#### [WRITTEN PROBLEM]
Report every line in the records below that contains the string "floor". Case counts.

══ RECORDS FOR PROCESSING ══

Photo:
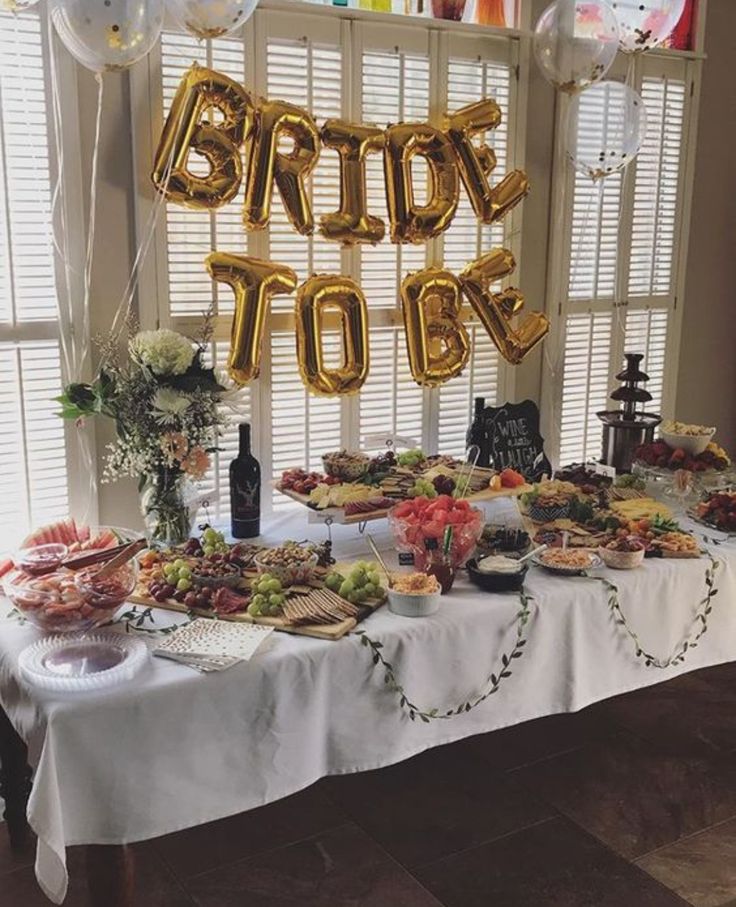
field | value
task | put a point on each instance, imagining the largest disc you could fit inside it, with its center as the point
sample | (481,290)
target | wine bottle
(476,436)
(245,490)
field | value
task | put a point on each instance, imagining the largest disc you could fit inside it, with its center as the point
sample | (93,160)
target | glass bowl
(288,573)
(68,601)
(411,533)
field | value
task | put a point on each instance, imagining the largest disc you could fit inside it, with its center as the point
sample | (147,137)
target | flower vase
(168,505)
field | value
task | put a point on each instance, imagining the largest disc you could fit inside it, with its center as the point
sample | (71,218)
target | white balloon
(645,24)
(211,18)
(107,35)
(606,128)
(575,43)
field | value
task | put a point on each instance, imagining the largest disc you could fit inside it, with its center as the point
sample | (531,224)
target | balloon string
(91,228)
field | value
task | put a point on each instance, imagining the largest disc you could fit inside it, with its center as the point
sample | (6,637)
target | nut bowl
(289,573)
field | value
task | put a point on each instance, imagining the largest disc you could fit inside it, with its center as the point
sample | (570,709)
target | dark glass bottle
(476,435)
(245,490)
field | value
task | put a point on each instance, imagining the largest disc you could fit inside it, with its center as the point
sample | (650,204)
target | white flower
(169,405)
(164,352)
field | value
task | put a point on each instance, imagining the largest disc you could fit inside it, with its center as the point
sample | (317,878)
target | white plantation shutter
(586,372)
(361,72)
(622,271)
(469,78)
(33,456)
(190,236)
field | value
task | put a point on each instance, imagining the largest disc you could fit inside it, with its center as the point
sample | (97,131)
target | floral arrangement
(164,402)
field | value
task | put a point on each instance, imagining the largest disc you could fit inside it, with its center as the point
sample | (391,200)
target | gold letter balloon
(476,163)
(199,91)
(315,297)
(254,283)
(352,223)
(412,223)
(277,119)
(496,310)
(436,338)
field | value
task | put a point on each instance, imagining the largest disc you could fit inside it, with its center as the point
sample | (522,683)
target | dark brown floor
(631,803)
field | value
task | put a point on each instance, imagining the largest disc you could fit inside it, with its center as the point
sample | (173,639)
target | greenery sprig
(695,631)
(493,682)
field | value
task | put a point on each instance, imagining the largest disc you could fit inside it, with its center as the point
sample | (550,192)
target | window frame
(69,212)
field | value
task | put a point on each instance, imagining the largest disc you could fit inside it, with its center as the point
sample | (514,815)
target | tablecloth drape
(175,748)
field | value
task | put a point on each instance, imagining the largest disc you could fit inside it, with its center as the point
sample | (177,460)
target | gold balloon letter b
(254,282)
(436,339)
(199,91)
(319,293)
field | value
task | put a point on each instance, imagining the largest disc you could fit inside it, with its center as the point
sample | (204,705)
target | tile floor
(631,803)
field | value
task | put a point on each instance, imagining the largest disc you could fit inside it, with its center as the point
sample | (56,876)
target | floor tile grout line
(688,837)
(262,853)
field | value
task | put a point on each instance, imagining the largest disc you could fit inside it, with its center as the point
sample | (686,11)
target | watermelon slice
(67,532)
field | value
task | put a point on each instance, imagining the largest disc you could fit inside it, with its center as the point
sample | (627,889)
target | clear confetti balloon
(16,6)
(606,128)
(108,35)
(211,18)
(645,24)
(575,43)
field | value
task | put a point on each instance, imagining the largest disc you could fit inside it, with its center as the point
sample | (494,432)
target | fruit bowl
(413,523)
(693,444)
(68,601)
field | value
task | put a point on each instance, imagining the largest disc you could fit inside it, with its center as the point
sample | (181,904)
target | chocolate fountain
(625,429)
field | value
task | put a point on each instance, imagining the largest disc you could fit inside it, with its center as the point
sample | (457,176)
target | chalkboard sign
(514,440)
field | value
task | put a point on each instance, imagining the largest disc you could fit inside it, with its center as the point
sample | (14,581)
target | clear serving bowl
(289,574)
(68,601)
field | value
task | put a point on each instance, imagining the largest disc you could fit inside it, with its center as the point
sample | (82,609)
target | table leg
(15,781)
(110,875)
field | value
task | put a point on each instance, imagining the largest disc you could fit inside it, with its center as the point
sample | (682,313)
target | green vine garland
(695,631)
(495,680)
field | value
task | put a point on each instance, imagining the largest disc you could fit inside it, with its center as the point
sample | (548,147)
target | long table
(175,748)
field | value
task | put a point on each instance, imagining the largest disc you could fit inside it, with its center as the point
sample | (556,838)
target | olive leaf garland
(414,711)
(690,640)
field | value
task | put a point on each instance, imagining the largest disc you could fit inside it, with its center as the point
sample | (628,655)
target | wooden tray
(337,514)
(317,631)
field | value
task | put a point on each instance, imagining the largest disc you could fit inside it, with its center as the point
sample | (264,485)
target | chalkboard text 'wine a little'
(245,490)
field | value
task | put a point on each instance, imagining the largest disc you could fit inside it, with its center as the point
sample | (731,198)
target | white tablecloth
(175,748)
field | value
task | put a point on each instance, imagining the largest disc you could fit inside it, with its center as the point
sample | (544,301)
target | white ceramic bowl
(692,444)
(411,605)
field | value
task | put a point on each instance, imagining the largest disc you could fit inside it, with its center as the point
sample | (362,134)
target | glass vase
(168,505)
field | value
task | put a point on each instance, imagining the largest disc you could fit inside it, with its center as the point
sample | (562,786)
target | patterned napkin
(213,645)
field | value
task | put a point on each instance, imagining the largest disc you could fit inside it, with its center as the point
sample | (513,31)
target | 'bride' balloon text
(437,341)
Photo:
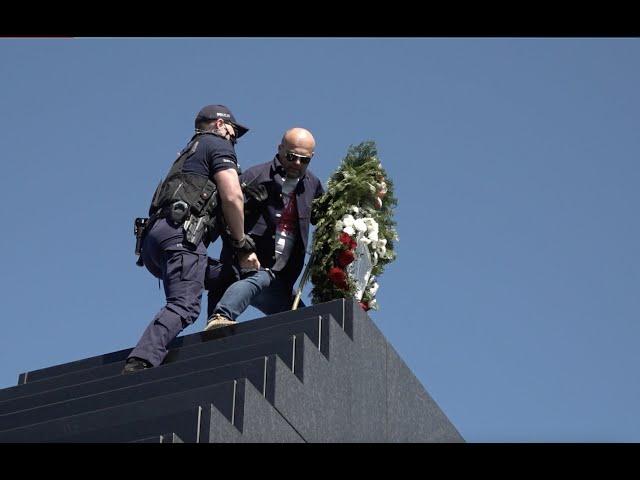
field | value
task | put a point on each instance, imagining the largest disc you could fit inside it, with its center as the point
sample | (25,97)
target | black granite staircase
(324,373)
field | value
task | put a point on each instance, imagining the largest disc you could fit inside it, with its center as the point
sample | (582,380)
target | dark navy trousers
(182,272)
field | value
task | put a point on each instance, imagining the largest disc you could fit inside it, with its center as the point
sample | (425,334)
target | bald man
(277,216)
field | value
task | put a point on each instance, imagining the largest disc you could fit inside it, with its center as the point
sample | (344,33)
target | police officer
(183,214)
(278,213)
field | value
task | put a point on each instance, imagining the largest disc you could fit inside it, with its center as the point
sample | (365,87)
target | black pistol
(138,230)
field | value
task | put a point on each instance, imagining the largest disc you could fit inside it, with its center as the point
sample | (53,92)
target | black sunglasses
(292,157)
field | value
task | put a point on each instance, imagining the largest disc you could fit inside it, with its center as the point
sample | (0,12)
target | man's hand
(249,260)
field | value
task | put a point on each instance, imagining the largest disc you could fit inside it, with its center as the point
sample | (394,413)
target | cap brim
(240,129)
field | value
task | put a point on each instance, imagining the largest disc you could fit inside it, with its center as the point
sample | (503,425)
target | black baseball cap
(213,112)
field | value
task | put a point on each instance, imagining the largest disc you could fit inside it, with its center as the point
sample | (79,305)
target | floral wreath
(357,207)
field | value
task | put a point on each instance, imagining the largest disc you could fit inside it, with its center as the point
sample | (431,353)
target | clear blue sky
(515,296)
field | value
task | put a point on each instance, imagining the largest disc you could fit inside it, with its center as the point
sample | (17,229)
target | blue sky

═══
══ RECORDS FOR PROCESSING ══

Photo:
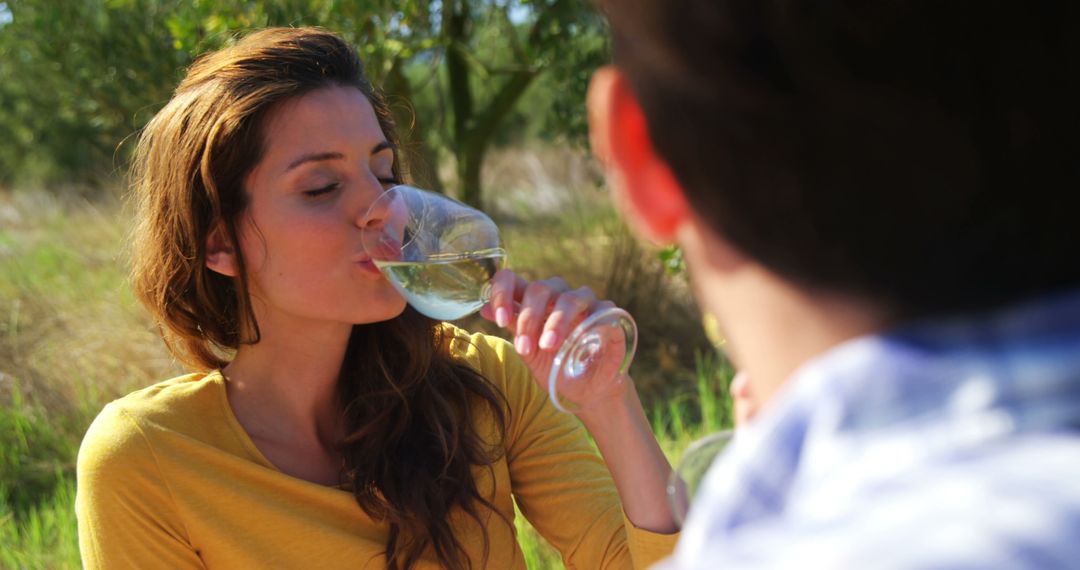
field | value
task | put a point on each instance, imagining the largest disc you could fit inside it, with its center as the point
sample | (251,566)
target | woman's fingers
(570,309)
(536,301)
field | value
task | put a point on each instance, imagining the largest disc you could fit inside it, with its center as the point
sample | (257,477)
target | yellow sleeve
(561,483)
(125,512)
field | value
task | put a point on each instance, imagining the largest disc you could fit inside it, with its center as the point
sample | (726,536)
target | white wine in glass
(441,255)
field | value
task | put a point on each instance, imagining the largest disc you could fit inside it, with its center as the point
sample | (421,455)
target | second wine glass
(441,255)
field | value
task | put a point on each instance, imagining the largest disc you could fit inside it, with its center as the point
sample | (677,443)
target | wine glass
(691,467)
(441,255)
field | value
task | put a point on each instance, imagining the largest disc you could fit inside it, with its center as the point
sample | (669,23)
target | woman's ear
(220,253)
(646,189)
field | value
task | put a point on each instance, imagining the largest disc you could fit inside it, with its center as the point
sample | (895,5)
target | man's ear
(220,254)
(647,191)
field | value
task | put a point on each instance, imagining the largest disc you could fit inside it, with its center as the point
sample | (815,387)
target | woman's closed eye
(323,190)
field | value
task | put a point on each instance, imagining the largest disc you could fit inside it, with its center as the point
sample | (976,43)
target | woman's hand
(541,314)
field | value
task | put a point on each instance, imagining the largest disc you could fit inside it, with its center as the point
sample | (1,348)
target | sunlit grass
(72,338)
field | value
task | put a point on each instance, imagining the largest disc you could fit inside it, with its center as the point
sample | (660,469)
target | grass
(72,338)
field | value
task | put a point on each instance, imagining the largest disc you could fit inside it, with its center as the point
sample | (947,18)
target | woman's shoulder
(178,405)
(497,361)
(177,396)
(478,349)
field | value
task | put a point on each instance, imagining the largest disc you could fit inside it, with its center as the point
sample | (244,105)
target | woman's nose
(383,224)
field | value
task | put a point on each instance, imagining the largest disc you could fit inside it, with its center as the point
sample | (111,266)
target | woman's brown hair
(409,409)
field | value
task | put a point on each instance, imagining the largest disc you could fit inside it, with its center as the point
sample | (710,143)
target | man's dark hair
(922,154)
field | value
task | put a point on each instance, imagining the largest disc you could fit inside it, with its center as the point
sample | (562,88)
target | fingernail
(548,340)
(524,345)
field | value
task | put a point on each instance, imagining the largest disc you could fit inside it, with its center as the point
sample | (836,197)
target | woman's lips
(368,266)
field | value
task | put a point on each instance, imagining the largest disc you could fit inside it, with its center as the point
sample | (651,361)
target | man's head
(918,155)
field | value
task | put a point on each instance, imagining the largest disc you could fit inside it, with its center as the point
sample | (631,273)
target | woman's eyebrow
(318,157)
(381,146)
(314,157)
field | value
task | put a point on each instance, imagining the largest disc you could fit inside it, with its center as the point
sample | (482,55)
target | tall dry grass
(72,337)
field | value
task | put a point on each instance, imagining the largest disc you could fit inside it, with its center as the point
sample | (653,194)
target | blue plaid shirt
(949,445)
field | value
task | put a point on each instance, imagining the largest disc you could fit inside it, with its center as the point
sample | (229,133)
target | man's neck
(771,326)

═══
══ RECORDS FOR PROCESSING ══

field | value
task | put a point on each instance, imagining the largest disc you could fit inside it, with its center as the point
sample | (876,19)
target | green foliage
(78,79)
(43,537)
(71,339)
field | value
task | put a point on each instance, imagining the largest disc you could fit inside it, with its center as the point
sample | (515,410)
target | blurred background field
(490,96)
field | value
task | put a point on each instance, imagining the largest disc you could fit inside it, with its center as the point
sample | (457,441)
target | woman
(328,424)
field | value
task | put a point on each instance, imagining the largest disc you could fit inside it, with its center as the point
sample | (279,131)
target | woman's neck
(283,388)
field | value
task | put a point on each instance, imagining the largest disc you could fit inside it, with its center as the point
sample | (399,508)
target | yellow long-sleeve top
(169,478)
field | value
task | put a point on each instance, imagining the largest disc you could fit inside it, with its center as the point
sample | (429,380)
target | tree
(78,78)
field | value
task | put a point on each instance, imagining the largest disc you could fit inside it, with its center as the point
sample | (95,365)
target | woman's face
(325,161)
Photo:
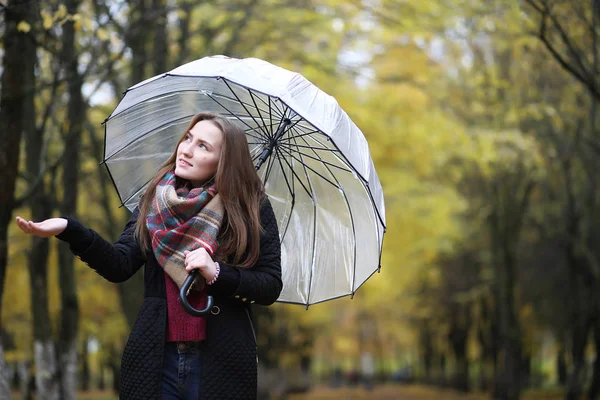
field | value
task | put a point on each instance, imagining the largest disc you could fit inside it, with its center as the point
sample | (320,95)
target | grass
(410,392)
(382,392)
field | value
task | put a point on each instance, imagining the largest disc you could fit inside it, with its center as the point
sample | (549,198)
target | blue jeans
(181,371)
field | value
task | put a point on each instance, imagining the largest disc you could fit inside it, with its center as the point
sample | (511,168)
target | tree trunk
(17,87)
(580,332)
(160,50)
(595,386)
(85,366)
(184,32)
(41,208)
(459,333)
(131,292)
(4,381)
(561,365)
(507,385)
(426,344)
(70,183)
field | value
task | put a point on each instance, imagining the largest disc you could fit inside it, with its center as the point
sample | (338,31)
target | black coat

═══

#### [FINISHED ANSWER]
target | dark brown floor
target | tile floor
target | floor tile grout line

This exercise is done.